** Start of RAW RECORDS **
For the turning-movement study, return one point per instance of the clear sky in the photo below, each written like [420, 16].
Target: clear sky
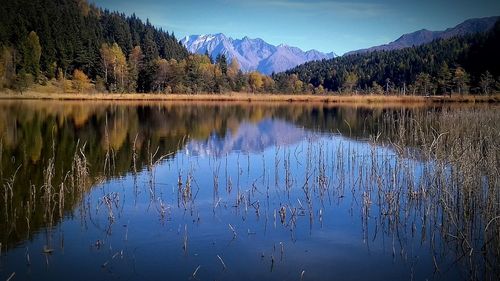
[325, 25]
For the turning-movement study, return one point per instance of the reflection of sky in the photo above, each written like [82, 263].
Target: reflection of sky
[249, 138]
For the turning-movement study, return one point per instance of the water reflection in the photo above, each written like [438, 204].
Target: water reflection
[271, 191]
[249, 138]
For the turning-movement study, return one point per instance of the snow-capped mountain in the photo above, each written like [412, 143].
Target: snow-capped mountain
[252, 54]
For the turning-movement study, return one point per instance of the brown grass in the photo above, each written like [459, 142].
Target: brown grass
[249, 97]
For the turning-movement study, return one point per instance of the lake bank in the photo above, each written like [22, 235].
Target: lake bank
[249, 97]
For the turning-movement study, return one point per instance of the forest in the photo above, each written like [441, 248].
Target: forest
[74, 46]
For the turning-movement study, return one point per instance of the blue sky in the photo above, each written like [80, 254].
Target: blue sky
[325, 25]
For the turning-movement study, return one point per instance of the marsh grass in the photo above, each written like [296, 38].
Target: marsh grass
[427, 177]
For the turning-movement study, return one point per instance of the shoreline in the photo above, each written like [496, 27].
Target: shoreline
[249, 97]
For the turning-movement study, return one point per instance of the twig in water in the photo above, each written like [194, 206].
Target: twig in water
[232, 229]
[196, 271]
[11, 276]
[223, 264]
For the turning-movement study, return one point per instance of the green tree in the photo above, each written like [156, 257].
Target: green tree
[423, 83]
[351, 81]
[486, 82]
[444, 79]
[376, 89]
[134, 67]
[221, 61]
[7, 67]
[255, 81]
[461, 80]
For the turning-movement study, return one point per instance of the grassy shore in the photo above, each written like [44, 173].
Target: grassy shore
[249, 97]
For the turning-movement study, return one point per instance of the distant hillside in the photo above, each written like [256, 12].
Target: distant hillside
[252, 54]
[458, 64]
[70, 34]
[424, 36]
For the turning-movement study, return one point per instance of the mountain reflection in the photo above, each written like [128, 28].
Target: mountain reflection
[249, 138]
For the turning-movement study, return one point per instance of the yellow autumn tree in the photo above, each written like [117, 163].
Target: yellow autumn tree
[255, 81]
[114, 65]
[81, 81]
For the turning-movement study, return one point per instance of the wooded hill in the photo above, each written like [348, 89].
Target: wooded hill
[76, 47]
[459, 64]
[47, 38]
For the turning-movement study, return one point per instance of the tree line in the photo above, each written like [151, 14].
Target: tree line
[469, 64]
[76, 46]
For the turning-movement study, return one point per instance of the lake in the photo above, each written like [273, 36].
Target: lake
[248, 191]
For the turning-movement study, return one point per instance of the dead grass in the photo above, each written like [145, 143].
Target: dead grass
[249, 97]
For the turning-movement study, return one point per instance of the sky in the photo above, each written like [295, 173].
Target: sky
[324, 25]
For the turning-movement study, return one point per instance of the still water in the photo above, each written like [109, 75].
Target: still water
[210, 191]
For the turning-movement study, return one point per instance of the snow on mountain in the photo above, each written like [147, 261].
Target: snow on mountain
[252, 54]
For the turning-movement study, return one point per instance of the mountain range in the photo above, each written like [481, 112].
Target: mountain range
[424, 36]
[252, 54]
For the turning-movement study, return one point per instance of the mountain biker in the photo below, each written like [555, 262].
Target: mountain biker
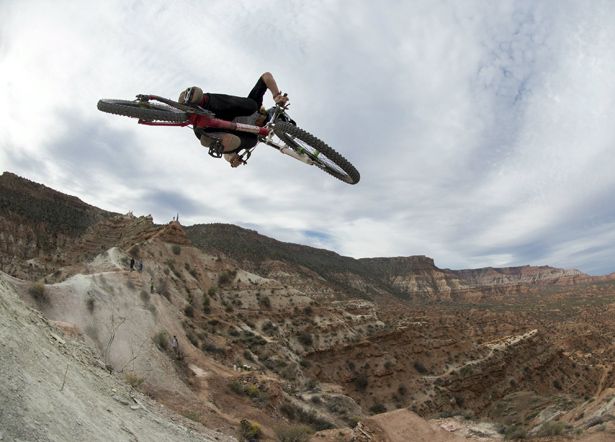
[248, 110]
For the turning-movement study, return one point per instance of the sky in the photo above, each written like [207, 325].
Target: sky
[484, 131]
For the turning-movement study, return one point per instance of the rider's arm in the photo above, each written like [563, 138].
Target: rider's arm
[267, 82]
[273, 87]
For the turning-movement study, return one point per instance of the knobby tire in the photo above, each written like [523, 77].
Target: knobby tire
[142, 110]
[344, 171]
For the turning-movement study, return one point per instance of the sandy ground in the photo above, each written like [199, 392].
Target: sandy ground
[53, 388]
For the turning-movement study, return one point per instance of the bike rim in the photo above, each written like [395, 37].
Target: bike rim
[320, 160]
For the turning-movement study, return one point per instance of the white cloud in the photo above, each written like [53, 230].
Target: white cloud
[481, 129]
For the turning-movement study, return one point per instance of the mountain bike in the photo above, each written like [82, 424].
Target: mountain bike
[279, 132]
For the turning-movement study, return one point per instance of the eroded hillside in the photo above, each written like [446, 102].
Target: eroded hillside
[287, 339]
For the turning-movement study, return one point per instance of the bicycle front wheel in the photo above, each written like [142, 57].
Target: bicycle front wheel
[322, 155]
[143, 110]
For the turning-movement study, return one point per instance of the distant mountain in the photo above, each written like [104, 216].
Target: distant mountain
[42, 229]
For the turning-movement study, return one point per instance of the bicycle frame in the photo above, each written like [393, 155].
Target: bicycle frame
[203, 119]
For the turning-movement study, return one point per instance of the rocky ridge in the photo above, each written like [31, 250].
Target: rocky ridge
[288, 335]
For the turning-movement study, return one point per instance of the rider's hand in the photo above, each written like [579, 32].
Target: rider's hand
[281, 99]
[235, 161]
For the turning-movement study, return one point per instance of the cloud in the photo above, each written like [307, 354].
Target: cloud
[482, 130]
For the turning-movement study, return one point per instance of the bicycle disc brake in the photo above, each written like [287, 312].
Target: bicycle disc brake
[216, 148]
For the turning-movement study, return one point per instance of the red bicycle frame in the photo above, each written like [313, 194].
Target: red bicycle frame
[205, 121]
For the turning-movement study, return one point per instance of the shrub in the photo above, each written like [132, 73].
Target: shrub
[361, 381]
[294, 433]
[226, 277]
[90, 304]
[305, 339]
[37, 291]
[163, 289]
[249, 431]
[265, 302]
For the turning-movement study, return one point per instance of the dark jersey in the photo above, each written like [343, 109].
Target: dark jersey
[230, 107]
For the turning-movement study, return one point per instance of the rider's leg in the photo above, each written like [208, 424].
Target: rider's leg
[229, 141]
[228, 107]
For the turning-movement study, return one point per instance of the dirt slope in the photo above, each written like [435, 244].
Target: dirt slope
[55, 389]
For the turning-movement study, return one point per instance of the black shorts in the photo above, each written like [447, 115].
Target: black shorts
[227, 107]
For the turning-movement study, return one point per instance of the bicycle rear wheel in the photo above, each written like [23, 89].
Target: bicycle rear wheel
[143, 110]
[322, 155]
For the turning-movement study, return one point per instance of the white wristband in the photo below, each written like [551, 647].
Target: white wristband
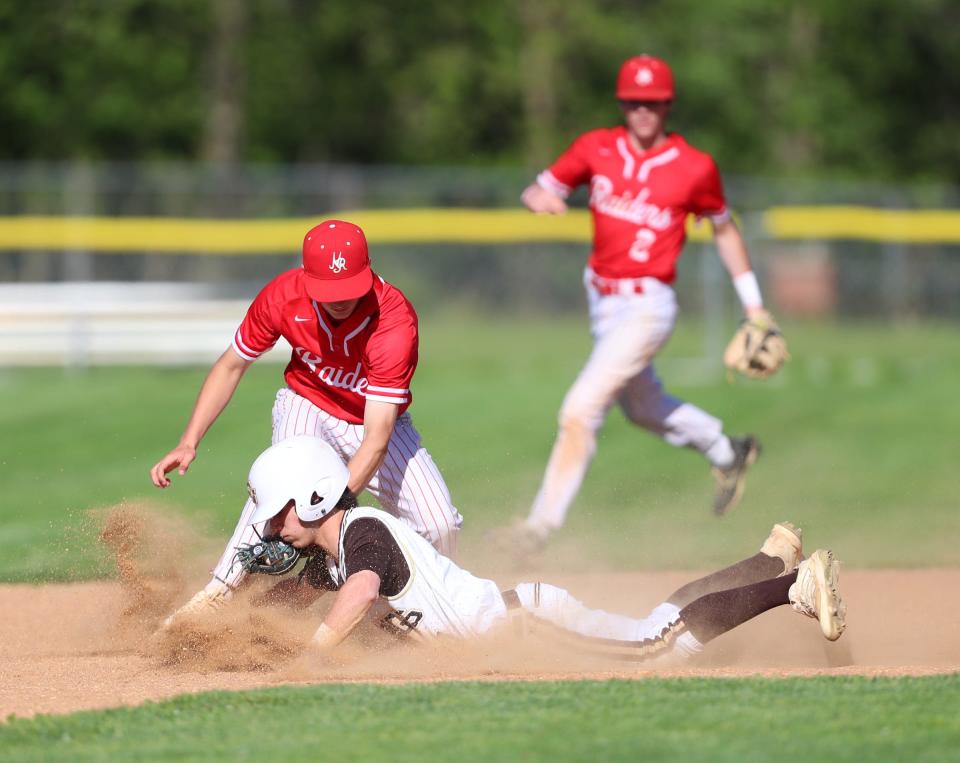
[748, 290]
** End of RAW RECORDS **
* **BRIEF**
Transcribe the listing in full and omit the pictures.

* **SOLUTION FOR THIS TASK**
For the turning-movement study, return one point per instance of the clear sky in the photo below, each written like [420, 16].
Target: clear sky
[325, 25]
For the turning-movement study, return one point per instance of the reflection of sky in the photo above, each written like [82, 263].
Target: reflection of sky
[249, 138]
For the turning-movement study, return one point per instance of the water reflection in the photo above, each written like [438, 204].
Target: water reflection
[271, 191]
[249, 138]
For the turning-movement study, return one point per instance of the snow-capped mountain in the photo above, each written like [412, 143].
Target: snow-capped mountain
[252, 54]
For the turning-movement study, return one point per instance of the brown grass in the photo above, each written like [459, 142].
Target: brown grass
[249, 97]
For the turning-movement study, return one point per instance of the lake bank in the photo above, each written like [22, 235].
Target: lake bank
[249, 97]
For the turning-movement study, return one point per instance of the forest in the photo above, each written like [441, 248].
Target: forest
[74, 46]
For the turning-movement study, return one point per instance of the blue sky in the photo above, each written like [80, 254].
Target: blue sky
[325, 25]
For the turning-movement study, return one point per instance of the marsh grass in the photo above, each written like [296, 38].
Target: marsh grass
[427, 177]
For the turning-movement study, return one point per instance of the shoreline in the photo above, each written like [496, 27].
Target: shoreline
[249, 97]
For the turning-movement study, return one point per instance of the twig in water in the photo above, each written like [194, 206].
Target: twig in water
[232, 229]
[196, 271]
[11, 276]
[223, 264]
For the turning-movement study, return one point per instance of the green tree in the photo above, each written like [156, 257].
Target: green tree
[423, 83]
[351, 81]
[486, 82]
[444, 79]
[376, 89]
[134, 67]
[221, 61]
[7, 67]
[255, 81]
[461, 80]
For the turning-movement study, return one point per instance of the grassy shore in the photo above, each written like [44, 173].
Target: grassy shore
[249, 97]
For the turning-movement study, return one point per instance of the distant hillside in the photo above, each written like [256, 12].
Target: distant hillside
[252, 54]
[458, 64]
[70, 34]
[424, 36]
For the turning-movement study, return one point per instance of the mountain reflection in the photo above, each written like [128, 28].
Target: mountain reflection
[249, 138]
For the turning-movement study, return one point per instance of the yellow autumn tree in the photo above, each written like [117, 163].
Target: yellow autumn tree
[255, 81]
[114, 65]
[81, 81]
For the turning-movement study, return one point per instance of the wooded hill in the photo above, each written like [348, 89].
Target: wooded hill
[76, 47]
[459, 64]
[47, 38]
For the turning-movement study, return one point per instance of the tree line in the photo above, each written like [151, 14].
Target: tree line
[469, 64]
[76, 46]
For the turning-movement study, return one point per instance of the lake in the photo above, each written like [273, 36].
Target: lake
[248, 191]
For the turning-movement study, return one point per instance of the dead grass in the photo above, each written like [145, 143].
Target: dead grass
[249, 97]
For the turning-movement study, return one point per instance of the sky in the photo above, each written like [295, 173].
Target: sky
[324, 25]
For the turning-movement study, return one point per instance of the still water in the photo above, each written like [109, 75].
Target: still water
[210, 191]
For the turning-movement study, return one point per instance of the snow on mountain in the photo above, each written like [147, 261].
Target: snow on mountain
[252, 54]
For the turning-movement study, return one point per instance of the mountain range in the photo above, each written like [481, 112].
Target: mountain range
[424, 36]
[252, 54]
For the turning-movement study, return one point per instance of the mountain biker in the photo below, each written like [555, 262].
Target: mountain biker
[248, 110]
For the turning-movement study, return one point per instance of the sky in the photo above, each written like [207, 325].
Target: sky
[484, 131]
For the turning-movement study, return one point per instance of the rider's arm in the photo above, each written like [563, 138].
Target: rider's arm
[267, 82]
[273, 87]
For the turning-movement study, return one point per instance of the knobby tire in the photo above, each written like [523, 77].
Target: knobby tire
[142, 110]
[344, 171]
For the turning-movement study, return one point per instance of the sandy ground in the photo above, each written like [199, 392].
Target: sandy ground
[53, 388]
For the turning-movement study, return one point per instance of the bike rim in the photo above, each written like [395, 37].
Target: bike rim
[320, 160]
For the turning-movement study, return one point per instance of the white cloud in the photo above, each written like [53, 230].
Target: white cloud
[481, 129]
For the turning-movement study, return one point per instance of the mountain bike in the photo above, each written like [82, 424].
Target: mountain bike
[279, 132]
For the turning-movement study, return one point per instance of the eroded hillside in the photo above, each written like [446, 102].
Target: eroded hillside
[287, 339]
For the turning-movement study, return one point per instance of the bicycle front wheel in the photo above, each written like [142, 57].
Target: bicycle front wheel
[322, 155]
[143, 110]
For the turning-movement study, return one point per instance of the distant mountain in the photo above, each written like [104, 216].
Target: distant mountain
[42, 229]
For the turning-movement study, return one point per instance of the bicycle frame in the photo above, each written like [393, 155].
Target: bicycle frame
[203, 119]
For the turning-movement study, return one point per instance of the rocky ridge in the photo above, each written like [31, 250].
Target: rocky ridge
[288, 335]
For the turning-movement study, return one point per instance of the rider's hand in the photo above, each written like [579, 32].
Target: rider's hand
[281, 99]
[235, 161]
For the turning-movement study, return one point per instance of the cloud in the photo above, each written like [307, 354].
Target: cloud
[482, 130]
For the turning-movement study, return one point per instance of the bicycle disc brake in the photo above, each written like [287, 312].
Target: bicycle disc brake
[216, 148]
For the turning-movement study, return one point per instance of the red bicycle frame in the photo above, each written like [313, 194].
Target: red bicycle frame
[205, 121]
For the turning-movement study, return one point per instance of the shrub in the photo above, each written like [132, 73].
Target: shrub
[361, 381]
[294, 433]
[226, 277]
[90, 304]
[305, 339]
[37, 291]
[163, 289]
[249, 431]
[265, 302]
For the turning-movement study, return one point per instance of the dark jersey in the photo above, each written like [343, 109].
Target: dark jersey
[230, 107]
For the turning-movement study, return one point per instance of the rider's leg in the photo above, each written like [208, 424].
Target: rider's leg
[229, 141]
[228, 107]
For the turning-movement study, return one point per instance of the dirt slope in the photo above, each written like [435, 244].
Target: dirt slope
[55, 389]
For the turning-movement study, return one point per instance of the black shorts in the photo above, each written like [447, 115].
Target: black shorts
[227, 107]
For the turning-movement study, return one point per instance of the bicycle rear wheel in the photo above, each written like [23, 89].
Target: bicycle rear wheel
[143, 110]
[322, 155]
For the turning-movement study, return one point per instance of the white wristband in the photo below, each written like [551, 647].
Target: white wristband
[748, 290]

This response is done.